## SHORT TASK
Reproduce the data below verbatim, line for line, and omit any pictures from your reproduction.
.....
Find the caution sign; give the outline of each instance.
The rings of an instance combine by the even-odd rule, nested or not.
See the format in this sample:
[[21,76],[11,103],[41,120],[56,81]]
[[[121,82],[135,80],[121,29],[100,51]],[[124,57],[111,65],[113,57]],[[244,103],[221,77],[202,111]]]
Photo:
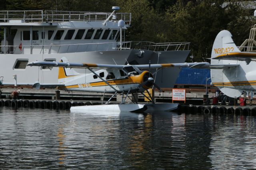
.....
## RIGHT ANSWER
Find the caution sign; give the outline of each instance.
The rings of an instance combine by the even-odd rule, nested or not.
See the format in this sample:
[[21,76],[11,103],[41,120],[56,81]]
[[[121,82],[135,80],[121,29],[100,51]],[[124,57],[111,65],[113,57]],[[244,103],[221,77],[202,111]]]
Photo:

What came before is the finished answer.